▸ **Fragment strony**:
• • • •

Mini-Saga o Człowieku

2010-03-03 10:53

Mini-Saga o Człowieku. Zmartwienie polskie

/dedykuję Konserwatystom/

 

/nie zmuszam, ale spróbuj wcześniej przeczytać Zmartwienia polskie/

 

Człowiek-Osoba (byt natury duchowej, obdarzony świadomością i wolną wolą, twórczy i odpowiedzialny moralnie) stanowi centralny, kluczowy filar wiodącego nurtu konserwatywnego, jakim jest Personalizm. Ten sposób myślenia zasiany został przez sofistów jeszcze w starożytności, ale od średniowiecza staje się „własnością” kościoła rzymsko-katolickiego, a na pewno chrześcijan (patrz: Augustyn). Dużo później Personalizm powraca do „cywilno-świeckich” rozważań: J.G. Fichte rozważa problem Jaźni jako kluczowy dla Osoby, swoje dopowiada W. James, potem egzystencjalista J.P. Sartre, twórca psychoanalizy Z. Freud, strukturalista C. Levi-Strauss. Nadal jednak katolicki Tomizm i Neotomizm obecne są jako ważkie głosy w dyspucie. „Ubogaca” ją tzw. społeczna nauka Kościoła, zawarta przede wszystkim w rozmaitych encyklikach społecznych, ale też, np. w książce arcybiskupa R. Marksa „Das kapital”.

 

W Polsce – chyba trzeba odesłać do Józefa Bańki, Mieczysława Krąpca, Józefa Tischnera.

 

Rozmawiamy o zmartwieniu polskim. Polega ono przede wszystkim na tym, że nie udaje się nam pogodzić satysfakcjonującej gry na polu gospodarczo-ekonomicznym z gremialnym poświadczeniem przez mieszkańców Polski, iż jest im po prostu dobrze żyć, pracować, rozwijać się.

 

Zagadnienie to nie jest nowe. Tak zwane Przedwojnie borykało się z tym niemal krwawo. Powojenny Socjalizm Domniemany (nie wiedzieć czemu zwany akurat socjalizmem realnym) ten sam problem napotkał, kiedy okazało się, że Lud zrozumiał Komunizm jako taki ustrój gospodarczy, w którym wszyscy będą mieli – paradoksalnie – dochody większe od przeciętnych, a zarazem taki ustrój polityczny, w którym nikt za nic nie weźmie odpowiedzialności, każdy ma prawo do roszczeń, a za życiowe problemy odpowiadają ONI.

• • • •

▸ **Postawione zadanie A**:
Na podstawie tekstu powyżej odpowiedz krótko na pytania:
(i) Komu zadedykowano tekst?
(ii) Jakich trzech polskich myślicieli wymieniono w tekście?
(iii) Jak tekst nazywa powojenny ustrój zwany socjalizmem realnym?

• • • •

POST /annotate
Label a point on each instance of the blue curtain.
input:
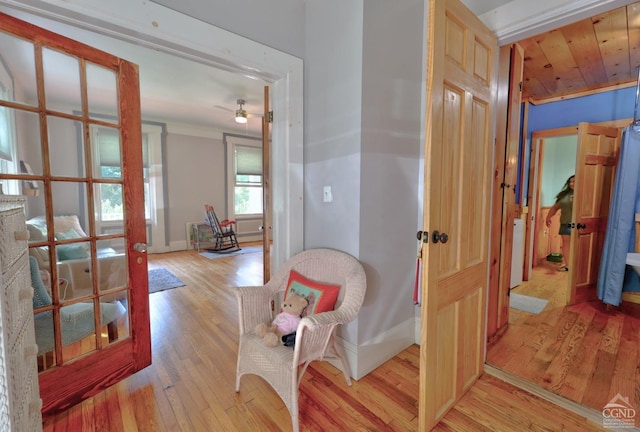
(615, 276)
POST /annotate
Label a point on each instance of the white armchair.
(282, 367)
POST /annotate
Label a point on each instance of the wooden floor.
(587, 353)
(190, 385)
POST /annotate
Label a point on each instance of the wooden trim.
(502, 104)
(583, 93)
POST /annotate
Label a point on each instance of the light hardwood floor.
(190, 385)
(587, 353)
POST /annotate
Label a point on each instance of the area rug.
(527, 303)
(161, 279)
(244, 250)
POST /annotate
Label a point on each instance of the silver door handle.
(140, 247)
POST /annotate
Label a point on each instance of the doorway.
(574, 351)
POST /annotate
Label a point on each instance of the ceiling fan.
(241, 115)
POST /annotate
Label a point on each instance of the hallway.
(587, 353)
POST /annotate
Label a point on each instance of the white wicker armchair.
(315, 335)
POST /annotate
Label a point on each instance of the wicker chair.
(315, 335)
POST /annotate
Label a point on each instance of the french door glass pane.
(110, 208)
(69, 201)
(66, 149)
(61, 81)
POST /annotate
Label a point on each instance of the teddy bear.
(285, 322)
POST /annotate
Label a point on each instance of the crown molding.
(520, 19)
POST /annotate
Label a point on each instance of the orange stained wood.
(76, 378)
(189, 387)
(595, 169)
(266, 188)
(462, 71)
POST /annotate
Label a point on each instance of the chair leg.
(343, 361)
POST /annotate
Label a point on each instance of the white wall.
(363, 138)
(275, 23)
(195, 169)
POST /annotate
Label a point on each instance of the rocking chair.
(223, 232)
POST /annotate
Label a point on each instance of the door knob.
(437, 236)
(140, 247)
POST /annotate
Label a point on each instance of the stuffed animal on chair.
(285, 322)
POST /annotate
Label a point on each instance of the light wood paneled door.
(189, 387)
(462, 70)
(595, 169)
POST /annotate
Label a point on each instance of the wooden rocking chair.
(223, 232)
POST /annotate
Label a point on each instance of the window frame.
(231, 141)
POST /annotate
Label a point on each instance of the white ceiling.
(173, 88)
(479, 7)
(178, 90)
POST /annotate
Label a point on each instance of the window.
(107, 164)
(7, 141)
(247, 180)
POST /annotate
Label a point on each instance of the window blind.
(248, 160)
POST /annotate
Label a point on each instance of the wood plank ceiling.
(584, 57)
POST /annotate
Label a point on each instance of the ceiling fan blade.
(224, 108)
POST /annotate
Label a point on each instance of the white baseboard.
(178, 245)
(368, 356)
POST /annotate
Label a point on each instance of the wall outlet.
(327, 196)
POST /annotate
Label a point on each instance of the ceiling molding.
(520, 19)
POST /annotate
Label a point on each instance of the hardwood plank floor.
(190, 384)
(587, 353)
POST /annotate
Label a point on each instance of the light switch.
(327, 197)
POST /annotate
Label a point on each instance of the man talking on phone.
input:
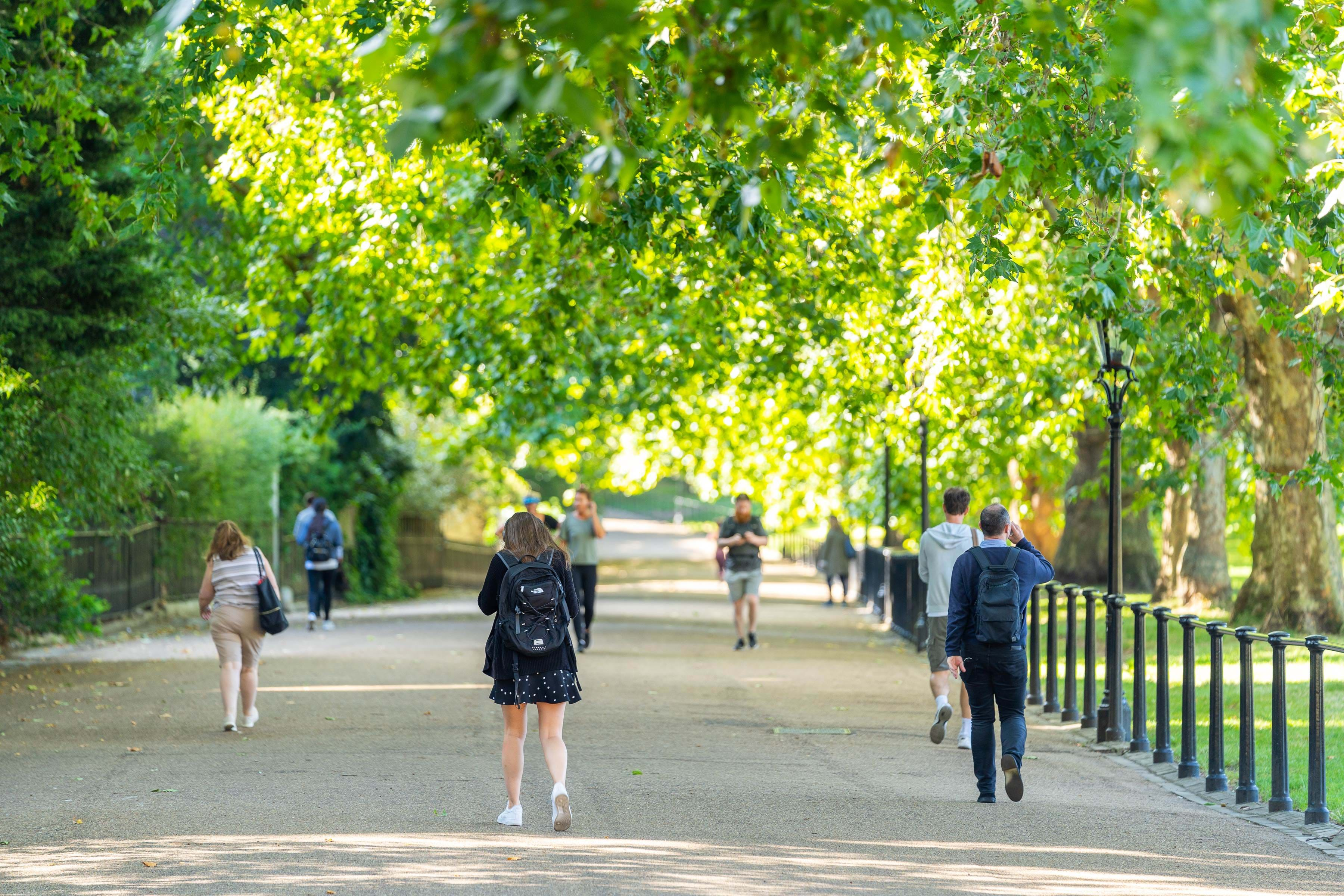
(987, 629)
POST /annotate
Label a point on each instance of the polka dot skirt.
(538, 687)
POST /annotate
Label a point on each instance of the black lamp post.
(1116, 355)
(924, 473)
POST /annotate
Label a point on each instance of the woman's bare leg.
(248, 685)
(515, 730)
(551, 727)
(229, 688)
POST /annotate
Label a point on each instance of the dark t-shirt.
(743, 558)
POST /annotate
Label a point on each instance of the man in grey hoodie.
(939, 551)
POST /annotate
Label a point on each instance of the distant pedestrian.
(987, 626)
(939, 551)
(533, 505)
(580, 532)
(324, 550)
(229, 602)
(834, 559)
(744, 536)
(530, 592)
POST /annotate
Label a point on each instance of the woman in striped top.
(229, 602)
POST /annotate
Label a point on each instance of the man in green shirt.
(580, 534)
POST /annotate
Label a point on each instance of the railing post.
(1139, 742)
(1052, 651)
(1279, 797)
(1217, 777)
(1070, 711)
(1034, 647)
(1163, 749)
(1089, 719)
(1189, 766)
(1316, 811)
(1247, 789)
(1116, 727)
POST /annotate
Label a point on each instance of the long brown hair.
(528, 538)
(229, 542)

• • • •

▸ **Postawione zadanie B**: Zbierz z wpisów każdy wiersz, w którym występuje słowo „white”.

▸ **Odpowiedź końcowa A**:
(i) Konserwatystom.
(ii) Józefa Bańkę, Mieczysława Krąpca i Józefa Tischnera.
(iii) Socjalizm Domniemany.

▸ **Odpowiedź końcowa B**:
Label a point on each instance of the white armchair.
Label a point on each instance of the white wicker armchair.
Label a point on each instance of the white wall.
Label a point on each instance of the white ceiling.
Label a point on each instance of the white baseboard.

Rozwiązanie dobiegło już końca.